What is needed: Extract every line of the listing below and reproduce each one verbatim, in its original order.

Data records
_ _ _
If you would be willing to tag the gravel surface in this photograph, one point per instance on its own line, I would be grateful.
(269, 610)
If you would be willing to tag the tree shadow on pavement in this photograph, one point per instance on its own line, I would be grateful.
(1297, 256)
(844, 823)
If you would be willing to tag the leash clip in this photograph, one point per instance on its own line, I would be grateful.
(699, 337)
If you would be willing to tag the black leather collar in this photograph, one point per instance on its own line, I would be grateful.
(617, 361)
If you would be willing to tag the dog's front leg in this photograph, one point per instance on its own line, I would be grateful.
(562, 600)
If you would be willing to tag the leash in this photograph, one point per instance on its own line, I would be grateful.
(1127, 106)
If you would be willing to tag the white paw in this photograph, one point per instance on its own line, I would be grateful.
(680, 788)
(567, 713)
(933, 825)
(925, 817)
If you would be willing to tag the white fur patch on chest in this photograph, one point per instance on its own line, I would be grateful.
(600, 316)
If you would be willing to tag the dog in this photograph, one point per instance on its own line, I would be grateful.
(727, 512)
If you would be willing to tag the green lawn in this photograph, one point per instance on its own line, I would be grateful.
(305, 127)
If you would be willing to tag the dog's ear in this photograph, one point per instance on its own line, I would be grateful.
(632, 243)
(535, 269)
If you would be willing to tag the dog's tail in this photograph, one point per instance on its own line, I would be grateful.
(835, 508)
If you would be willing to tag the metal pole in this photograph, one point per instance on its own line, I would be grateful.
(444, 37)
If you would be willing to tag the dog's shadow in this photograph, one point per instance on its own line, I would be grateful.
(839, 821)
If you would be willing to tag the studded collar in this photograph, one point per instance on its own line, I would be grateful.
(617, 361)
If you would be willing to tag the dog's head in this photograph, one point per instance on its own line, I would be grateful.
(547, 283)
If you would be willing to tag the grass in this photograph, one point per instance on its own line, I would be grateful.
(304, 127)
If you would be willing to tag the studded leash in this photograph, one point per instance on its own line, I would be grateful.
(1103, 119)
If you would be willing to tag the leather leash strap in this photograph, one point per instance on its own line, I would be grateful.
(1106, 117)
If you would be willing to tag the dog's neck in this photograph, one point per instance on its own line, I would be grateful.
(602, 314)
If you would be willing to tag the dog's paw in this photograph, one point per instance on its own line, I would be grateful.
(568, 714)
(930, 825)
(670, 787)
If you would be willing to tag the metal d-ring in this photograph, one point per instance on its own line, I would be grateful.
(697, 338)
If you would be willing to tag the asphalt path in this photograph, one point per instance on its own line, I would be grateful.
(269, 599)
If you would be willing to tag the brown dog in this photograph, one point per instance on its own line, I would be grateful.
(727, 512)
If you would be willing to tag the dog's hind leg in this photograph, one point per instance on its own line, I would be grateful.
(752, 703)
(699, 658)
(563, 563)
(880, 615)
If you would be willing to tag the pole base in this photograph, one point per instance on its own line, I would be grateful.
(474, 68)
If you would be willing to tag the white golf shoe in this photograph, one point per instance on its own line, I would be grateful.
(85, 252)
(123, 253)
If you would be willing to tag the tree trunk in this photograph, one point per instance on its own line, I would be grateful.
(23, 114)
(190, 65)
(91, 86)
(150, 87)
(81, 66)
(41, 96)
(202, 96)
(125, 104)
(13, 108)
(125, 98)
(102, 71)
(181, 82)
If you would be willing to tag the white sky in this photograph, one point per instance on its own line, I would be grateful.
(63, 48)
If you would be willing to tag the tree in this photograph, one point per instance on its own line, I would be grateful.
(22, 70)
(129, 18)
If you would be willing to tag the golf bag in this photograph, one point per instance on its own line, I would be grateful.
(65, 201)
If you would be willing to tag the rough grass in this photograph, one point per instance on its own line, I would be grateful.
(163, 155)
_ _ _
Solution to this task:
If you would be willing to tag the gravel surface in this photograph, one point per instance on its own line, I would be grateful.
(269, 610)
If you would be willing to tag the tree shadow on pavement in this photograph, one point per instance on its own line, I would be grateful.
(1297, 256)
(844, 823)
If you would be willing to tag the leash clip in this photograph, one point per instance on its own line, I would be grateful.
(699, 337)
If you would be willing to tag the black leather collar in this photograph, one point per instance on its own line, I would be grateful.
(617, 361)
If you would be willing to tag the dog's front leg in this photograph, one point per instance on its own line, I would be grateful.
(562, 600)
If you would be willing to tag the leash in this photograph, one point per instance on its own line, I would be grateful.
(1127, 106)
If you would be willing to tag the white paw in this photograph, one point per instance on its own line, I would be grateful.
(680, 788)
(567, 713)
(933, 825)
(925, 817)
If you would be willing to tag the white fur patch on chest in this photograph, one point per instance on its own line, I would be grateful.
(600, 316)
If you would be willing to tag the dog in this photograph, one point per instance on its own line, I would be grateful.
(727, 512)
If you would be willing to tag the green lawn in this photograph, one point per instance on its own line, I would be grateful.
(305, 127)
If you would be willing to tag the dog's ear in this photograph, one point per instance on its own line, I would be grateful.
(632, 243)
(535, 269)
If you would be willing to tag the dog's tail in this photograph, one point per instance on its own line, I would be grateful.
(835, 508)
If you would be willing to tag the metal pole in this photograph, one point per instance on its own line, I would be grateful.
(444, 37)
If you would be willing to tag the dog's shadow in this photograph, one point per instance on its own line, I would be grateful.
(839, 821)
If you would be willing to tag the studded collar in this photograph, one point per instance on its own line, I would be grateful.
(617, 361)
If you would be willing to tag the dog's head in this photograph, one point per instance on its own line, I would be grateful.
(547, 283)
If you would be willing to tag the grass in this photograph, one point per instance on its own line, I would be grateful.
(304, 127)
If you would be willing to tag the studded leash in this photograph, one point per instance on its own line, I would be grateful.
(1103, 119)
If you would be willing to tag the leather leash strap in this photograph, one point per instance on its own line, I would be grateful.
(1106, 117)
If you would be willing to tag the dog's neck in this photograph, one point per instance on its own line, I would be grateful.
(602, 314)
If you would be willing to tag the dog's paw in this photograph, one point per instance on its own line, I would be grateful.
(568, 714)
(930, 825)
(670, 787)
If you would be willing to tag the metal d-ring in this photograph, one point per instance on its own line, I would be grateful.
(697, 338)
If you would be willing to tag the asphalt path in this photograph, one point per instance on its own line, I would be grateful.
(269, 599)
If you would be willing to tag the brown dog in this photograph, one point per instance on its own line, I would be grateful.
(727, 512)
If you would be willing to tag the dog's hind leg in this photograph, one point per instance on its own line, I would be grateful.
(752, 703)
(699, 658)
(563, 563)
(880, 615)
If you would be willing to tag the pole base in this photograph, one point per instance on its own line, I would be grateful.
(474, 68)
If you would be willing to tag the white golf shoe in this photograph, one point per instance on its own line, I would be grateful.
(85, 252)
(123, 253)
If you would be willing to tag the tree trunk in this photograph, one point per instance on its own line, I would be grateful.
(23, 114)
(190, 65)
(91, 86)
(150, 87)
(81, 66)
(41, 96)
(202, 96)
(125, 104)
(13, 108)
(125, 98)
(102, 71)
(181, 82)
If you would be willing to tag the white sky in this photograph, one point per instance on its own line, I would be grateful.
(63, 48)
If you would be willing to tag the tree in this photograph, one point per instance on its own line, I would be grateful.
(22, 70)
(129, 18)
If you would be willing to tag the golf bag in this photograph, one point per instance on its own line, I would be grateful.
(65, 201)
If you would be willing to tag the rough grass in this photograph, one point per instance on its own line, I would be grateful.
(163, 155)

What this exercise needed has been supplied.